=== Section Start ===
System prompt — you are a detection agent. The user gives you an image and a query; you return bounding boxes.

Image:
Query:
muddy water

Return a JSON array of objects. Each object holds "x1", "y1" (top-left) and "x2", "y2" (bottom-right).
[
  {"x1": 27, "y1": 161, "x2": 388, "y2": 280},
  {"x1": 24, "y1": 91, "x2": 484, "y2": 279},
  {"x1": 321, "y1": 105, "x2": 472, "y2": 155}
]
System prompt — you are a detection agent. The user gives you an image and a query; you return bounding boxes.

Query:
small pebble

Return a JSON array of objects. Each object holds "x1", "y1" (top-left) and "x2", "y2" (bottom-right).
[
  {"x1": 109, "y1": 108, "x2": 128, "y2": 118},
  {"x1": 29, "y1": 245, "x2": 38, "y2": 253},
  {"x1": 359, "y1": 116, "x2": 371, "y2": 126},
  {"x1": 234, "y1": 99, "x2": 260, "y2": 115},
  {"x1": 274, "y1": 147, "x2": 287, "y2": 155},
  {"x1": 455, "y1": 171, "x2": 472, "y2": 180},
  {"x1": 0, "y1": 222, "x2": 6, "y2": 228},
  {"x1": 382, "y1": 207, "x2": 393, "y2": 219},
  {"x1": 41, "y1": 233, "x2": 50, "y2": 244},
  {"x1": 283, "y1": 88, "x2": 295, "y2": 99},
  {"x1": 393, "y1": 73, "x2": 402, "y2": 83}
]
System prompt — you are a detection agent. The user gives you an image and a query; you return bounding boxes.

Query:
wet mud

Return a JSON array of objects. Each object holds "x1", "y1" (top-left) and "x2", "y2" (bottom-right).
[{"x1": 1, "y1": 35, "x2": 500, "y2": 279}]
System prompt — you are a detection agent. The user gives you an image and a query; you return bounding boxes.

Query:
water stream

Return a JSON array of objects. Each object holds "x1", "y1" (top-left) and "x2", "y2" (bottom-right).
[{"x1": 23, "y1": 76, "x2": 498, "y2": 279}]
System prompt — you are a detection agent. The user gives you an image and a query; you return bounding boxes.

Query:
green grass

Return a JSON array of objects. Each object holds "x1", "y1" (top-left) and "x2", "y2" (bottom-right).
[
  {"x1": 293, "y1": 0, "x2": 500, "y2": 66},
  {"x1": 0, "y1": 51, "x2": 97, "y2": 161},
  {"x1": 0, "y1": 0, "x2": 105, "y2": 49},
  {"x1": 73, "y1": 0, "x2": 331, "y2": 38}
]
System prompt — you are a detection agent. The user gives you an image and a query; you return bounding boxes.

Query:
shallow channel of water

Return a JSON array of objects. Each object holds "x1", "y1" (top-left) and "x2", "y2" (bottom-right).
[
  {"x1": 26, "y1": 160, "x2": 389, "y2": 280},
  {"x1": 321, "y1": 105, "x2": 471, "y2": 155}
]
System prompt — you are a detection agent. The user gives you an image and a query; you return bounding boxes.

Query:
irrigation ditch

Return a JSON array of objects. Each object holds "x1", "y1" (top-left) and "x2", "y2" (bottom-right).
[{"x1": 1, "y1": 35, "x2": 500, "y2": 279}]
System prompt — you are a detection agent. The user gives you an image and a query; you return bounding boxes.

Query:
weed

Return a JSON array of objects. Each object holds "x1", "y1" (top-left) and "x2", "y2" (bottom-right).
=== Section End ===
* [Task prompt]
Each record above, in full: retype it verbatim.

* [Output for this task]
System prompt — you are a detection agent. The user gives you an image and a query; you return bounding boxes.

Image:
Query:
muddy water

Return a JSON array of objects. Each object holds "x1", "y1" (top-left) and "x2", "y2" (bottom-right).
[
  {"x1": 27, "y1": 161, "x2": 388, "y2": 280},
  {"x1": 24, "y1": 91, "x2": 484, "y2": 279},
  {"x1": 321, "y1": 105, "x2": 472, "y2": 155}
]
System prompt — you are a detection agent. The user gives you an image and a query; you return bounding boxes.

Query:
small pebble

Return a JSON array of objects. Each object holds "x1", "y1" (top-left) and "x2", "y2" (bottom-right).
[
  {"x1": 109, "y1": 108, "x2": 128, "y2": 118},
  {"x1": 29, "y1": 245, "x2": 38, "y2": 253},
  {"x1": 359, "y1": 116, "x2": 371, "y2": 126},
  {"x1": 234, "y1": 99, "x2": 260, "y2": 115},
  {"x1": 274, "y1": 147, "x2": 287, "y2": 155},
  {"x1": 455, "y1": 171, "x2": 472, "y2": 180},
  {"x1": 0, "y1": 222, "x2": 6, "y2": 228},
  {"x1": 382, "y1": 207, "x2": 393, "y2": 219},
  {"x1": 41, "y1": 233, "x2": 50, "y2": 244},
  {"x1": 283, "y1": 88, "x2": 295, "y2": 99},
  {"x1": 393, "y1": 73, "x2": 402, "y2": 83}
]
System prompt — you are a detection agent. The user gives you an image and a query; you return bounding boxes.

Query:
wet mud

Return a JSON array of objects. Each object holds "x1", "y1" (top-left) and "x2", "y2" (bottom-right).
[{"x1": 1, "y1": 35, "x2": 500, "y2": 279}]
System prompt — you are a detection agent. The user gives you an image and a query; you return bounding boxes.

Query:
water stream

Return a JSON array of objects. Each object holds "x1", "y1" (top-left) and "x2", "y2" (bottom-right).
[{"x1": 23, "y1": 76, "x2": 498, "y2": 279}]
System prompt — you are a detection agent. The user gives you an image and a query; you return bounding boxes.

Query:
green grass

Return a JSON array of objects. Each object holds "x1", "y1" (top-left) and "x2", "y2" (bottom-right).
[
  {"x1": 293, "y1": 0, "x2": 500, "y2": 66},
  {"x1": 0, "y1": 51, "x2": 97, "y2": 161},
  {"x1": 0, "y1": 0, "x2": 105, "y2": 49},
  {"x1": 73, "y1": 0, "x2": 331, "y2": 38}
]
System prompt — you are a detection agent. The user gives you an image and a query; you return bounding boxes.

Query:
shallow channel of water

Return a JSON array of objects. Each object holds "x1", "y1" (top-left) and "x2", "y2" (bottom-right).
[
  {"x1": 26, "y1": 160, "x2": 389, "y2": 280},
  {"x1": 321, "y1": 105, "x2": 471, "y2": 155}
]
System prompt — you are a detection agent. The user gives you an image and a query; you return bounding boxes.

Query:
irrigation ditch

Return a JSON array of objects. Each object holds "x1", "y1" (top-left) and "x2", "y2" (bottom-right).
[{"x1": 1, "y1": 35, "x2": 500, "y2": 279}]
System prompt — you are a detection agent. The user gives you an image and a query; you return bounding boxes.

Query:
weed

Return a JSON array of objects. Each object holds "x1", "y1" (top-left) and "x2", "y2" (bottom-right).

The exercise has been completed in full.